# Directions
Repeat every line of the material, character for character.

☆ ☆ ☆

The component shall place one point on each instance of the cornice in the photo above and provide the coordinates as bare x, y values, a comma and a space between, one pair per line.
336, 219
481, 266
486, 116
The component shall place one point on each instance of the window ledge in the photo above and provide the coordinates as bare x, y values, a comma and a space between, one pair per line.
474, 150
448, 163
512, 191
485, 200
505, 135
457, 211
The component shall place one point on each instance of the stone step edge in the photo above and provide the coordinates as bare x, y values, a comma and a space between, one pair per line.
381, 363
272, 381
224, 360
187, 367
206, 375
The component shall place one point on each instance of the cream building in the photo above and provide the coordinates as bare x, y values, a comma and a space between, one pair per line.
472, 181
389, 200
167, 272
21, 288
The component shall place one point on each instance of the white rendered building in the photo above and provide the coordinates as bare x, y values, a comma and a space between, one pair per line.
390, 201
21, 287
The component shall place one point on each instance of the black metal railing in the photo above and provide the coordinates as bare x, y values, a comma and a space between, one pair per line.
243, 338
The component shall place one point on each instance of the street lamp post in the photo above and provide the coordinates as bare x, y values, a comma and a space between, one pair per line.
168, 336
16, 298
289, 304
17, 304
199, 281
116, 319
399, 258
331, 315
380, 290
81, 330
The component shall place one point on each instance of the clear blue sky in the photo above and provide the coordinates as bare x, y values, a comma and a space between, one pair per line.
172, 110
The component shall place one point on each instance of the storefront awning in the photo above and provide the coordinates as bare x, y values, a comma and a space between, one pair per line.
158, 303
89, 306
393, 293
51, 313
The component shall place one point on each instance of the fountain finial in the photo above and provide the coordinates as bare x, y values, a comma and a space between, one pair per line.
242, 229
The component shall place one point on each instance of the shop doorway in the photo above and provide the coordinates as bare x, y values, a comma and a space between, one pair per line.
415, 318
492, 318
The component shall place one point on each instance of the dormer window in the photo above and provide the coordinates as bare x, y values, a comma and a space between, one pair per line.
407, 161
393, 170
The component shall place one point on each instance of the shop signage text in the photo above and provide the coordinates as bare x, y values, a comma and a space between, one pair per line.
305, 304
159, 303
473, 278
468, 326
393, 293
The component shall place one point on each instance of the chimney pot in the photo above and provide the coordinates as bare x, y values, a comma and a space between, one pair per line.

☆ ☆ ☆

# Task solution
The component shall place one point on each instance of the cornice in the photo above and provide the coordinates as bare x, y values, a comma and a space between, one pair per line.
336, 219
481, 266
486, 116
The component shall place one point on each instance of the window ledge in the photo above and provide the coordinates as bare x, y values, a comma and a space between, one pair per line.
474, 150
448, 163
512, 191
485, 200
505, 135
457, 211
The component shall place one point on each instance of the stone step edge in the photo above and provide the coordinates as bare x, y values, a comma and a space between, one pair per line.
381, 363
272, 381
224, 360
187, 367
206, 375
The component shall place one point on each instance of the cream building in the photo above and provide the coordinates as bare x, y values, a comma and a space between, one pair per line.
472, 181
389, 200
167, 272
21, 288
The component shall place one point on each instance of the white rendered building in the photo above and provide the coordinates as bare x, y values, a comma and a space between, one pair per line.
390, 201
21, 287
The component shall place one point on each instance of the black metal railing in the photo above and provide the coordinates as bare x, y values, a comma and a space between, one pair per line.
243, 338
The component shall place one point on each instance of the street lamp post in the photo above and provide the coordinates as bare x, y values, a comma and a space between, one pair per line.
168, 336
16, 298
289, 304
17, 304
199, 281
116, 319
399, 258
331, 315
380, 290
81, 330
The component shall place one point on each instance of the clear blue sky in the photo above and provide the coordinates as bare x, y values, a comma and a space between, one pair per line.
172, 110
The component shall place one point on each instance of the storefront awning in the photo above and provide the coordinates as bare x, y values, a comma and a space between, one pair per line.
158, 303
89, 306
393, 293
51, 313
The component shall place one point on each instance of the fountain finial in the photo above and provide the coordinates as bare x, y values, a comma and a space between, one pair per line.
242, 229
The component shall place one point on each instance of the shop doorway in the photo above and provide the coordinates as bare x, y values, a comma and a space between, one pair per line.
415, 318
492, 318
The component shall place one point on each instance of the dormer window in the photo above and provide the coordinates as bare x, y values, a comma and a space between, one pair per line.
407, 161
393, 170
The component shall place one point on each instance of the shop signage text in the photo above and provide the coordinates as bare x, y values, a comma and a space between, one pair per line.
305, 304
159, 303
473, 278
468, 326
393, 293
The component shall place one point on each instance of the chimney pot in the photo above and provide the coordinates as bare x, y values, a comma and a space between, one pair per line.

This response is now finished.